**Task instructions**
Copy out all of the data below, request line included, and offset every number in the answer coordinates by -108.

^^^^^^^^

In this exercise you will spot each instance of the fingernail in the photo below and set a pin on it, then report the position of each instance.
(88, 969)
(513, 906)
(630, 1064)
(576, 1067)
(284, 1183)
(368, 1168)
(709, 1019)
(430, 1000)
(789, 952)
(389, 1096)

^^^^^^^^

**Task output**
In this exercise you will spot each instance of the fingernail in the photo below and set a pin on it, then report the position of each instance.
(-20, 861)
(405, 798)
(522, 956)
(468, 959)
(176, 1075)
(260, 1060)
(601, 911)
(322, 892)
(681, 844)
(281, 988)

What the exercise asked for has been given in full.